§ **Exercise inputs**
----------------

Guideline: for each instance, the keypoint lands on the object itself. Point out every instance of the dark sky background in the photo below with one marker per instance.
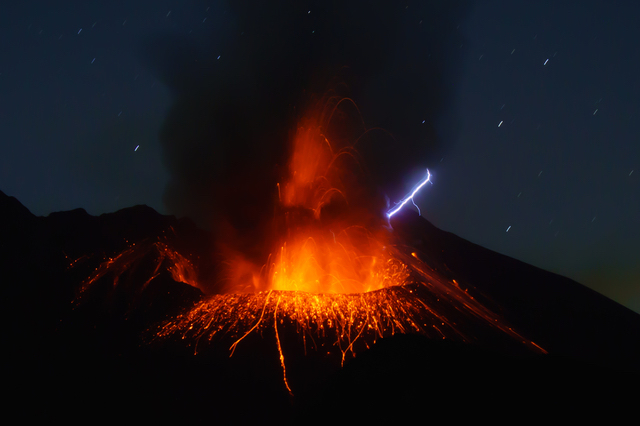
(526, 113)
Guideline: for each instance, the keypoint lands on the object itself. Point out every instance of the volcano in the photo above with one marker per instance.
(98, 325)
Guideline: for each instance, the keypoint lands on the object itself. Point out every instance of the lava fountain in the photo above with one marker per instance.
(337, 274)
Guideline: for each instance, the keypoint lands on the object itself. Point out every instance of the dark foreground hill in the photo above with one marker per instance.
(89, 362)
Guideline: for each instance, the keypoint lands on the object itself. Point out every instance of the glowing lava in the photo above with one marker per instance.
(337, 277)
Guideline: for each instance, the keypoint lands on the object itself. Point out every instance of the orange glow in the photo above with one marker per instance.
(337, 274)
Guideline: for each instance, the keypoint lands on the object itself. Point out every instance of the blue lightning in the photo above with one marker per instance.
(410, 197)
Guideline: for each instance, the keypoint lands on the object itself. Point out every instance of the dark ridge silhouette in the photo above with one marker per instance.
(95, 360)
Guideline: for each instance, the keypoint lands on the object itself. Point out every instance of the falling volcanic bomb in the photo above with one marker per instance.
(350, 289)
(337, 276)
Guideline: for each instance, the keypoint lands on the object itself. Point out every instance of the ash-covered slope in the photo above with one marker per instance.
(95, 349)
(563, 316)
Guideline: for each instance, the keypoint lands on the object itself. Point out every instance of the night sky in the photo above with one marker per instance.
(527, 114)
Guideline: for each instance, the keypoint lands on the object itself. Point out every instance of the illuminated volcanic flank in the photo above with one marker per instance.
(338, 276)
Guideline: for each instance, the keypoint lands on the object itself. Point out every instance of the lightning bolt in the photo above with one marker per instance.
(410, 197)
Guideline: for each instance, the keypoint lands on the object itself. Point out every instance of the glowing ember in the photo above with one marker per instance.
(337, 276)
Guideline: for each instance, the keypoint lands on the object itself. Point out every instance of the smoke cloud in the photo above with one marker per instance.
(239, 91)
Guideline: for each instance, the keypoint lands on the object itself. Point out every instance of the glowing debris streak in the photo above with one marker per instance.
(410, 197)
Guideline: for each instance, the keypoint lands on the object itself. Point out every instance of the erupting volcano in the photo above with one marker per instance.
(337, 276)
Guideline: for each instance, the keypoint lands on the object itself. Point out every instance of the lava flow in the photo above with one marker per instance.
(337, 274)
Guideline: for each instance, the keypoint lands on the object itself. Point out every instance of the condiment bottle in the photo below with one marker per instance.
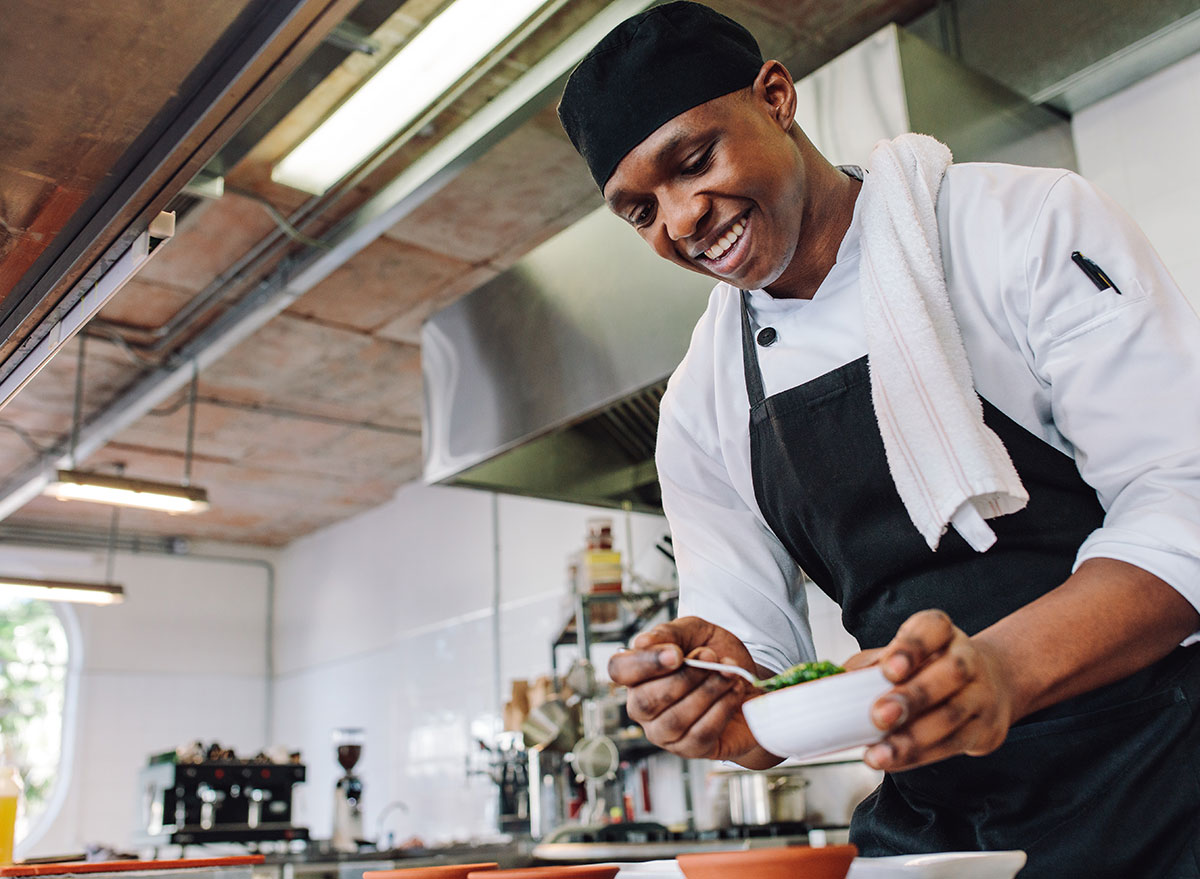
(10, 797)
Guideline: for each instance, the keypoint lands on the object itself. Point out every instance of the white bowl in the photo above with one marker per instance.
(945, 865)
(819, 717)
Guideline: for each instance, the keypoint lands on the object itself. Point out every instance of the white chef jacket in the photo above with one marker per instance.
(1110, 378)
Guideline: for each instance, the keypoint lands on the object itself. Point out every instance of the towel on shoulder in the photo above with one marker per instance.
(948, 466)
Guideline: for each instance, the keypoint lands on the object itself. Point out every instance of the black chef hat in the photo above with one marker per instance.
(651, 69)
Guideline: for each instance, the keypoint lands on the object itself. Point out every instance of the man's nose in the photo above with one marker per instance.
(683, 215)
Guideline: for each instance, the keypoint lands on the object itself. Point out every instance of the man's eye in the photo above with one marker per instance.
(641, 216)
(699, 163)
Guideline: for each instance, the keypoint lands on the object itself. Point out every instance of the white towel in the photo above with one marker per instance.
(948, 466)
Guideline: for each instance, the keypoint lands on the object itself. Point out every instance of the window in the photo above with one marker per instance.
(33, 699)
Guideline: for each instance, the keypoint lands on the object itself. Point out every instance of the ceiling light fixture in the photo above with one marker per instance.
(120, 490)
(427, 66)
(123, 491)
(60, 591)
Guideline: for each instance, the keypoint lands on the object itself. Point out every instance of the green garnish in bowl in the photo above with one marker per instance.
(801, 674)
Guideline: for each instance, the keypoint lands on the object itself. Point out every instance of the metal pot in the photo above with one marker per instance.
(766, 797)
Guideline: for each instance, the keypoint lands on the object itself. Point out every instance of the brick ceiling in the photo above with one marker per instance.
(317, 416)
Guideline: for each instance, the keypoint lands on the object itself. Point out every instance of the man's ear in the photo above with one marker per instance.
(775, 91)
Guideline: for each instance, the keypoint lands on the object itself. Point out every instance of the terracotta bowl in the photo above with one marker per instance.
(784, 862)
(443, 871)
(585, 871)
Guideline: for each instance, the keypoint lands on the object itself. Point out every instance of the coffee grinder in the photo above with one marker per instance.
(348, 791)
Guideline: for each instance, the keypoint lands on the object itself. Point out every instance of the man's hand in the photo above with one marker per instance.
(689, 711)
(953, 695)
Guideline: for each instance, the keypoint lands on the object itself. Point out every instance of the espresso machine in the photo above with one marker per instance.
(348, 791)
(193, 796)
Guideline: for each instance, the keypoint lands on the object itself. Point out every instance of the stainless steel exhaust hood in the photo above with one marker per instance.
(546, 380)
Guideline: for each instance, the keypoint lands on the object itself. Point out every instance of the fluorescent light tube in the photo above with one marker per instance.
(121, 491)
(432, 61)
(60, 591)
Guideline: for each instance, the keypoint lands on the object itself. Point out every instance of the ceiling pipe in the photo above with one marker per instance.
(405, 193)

----------------

§ **Problem statement**
Take the lines from the one containing "of the stainless" through the final line of the entries above, and set them down exactly, with nothing added.

§ **Solution to this exercise**
Guideline: for each instance, the keypoint lands on the object itself. Point out every instance of the stainless steel exhaust hood in the photo above with one marker per instance.
(546, 380)
Guideline: for each instance, the keypoint lands on the object itself. Point out every instance of the fluorescent light tube in the photo above with one marker per instance.
(121, 491)
(432, 61)
(60, 591)
Guideline: for each instance, the keypoint lands on the object itself. Point out every instance of the ceiling pipe in the photo above with one marker per instance.
(405, 193)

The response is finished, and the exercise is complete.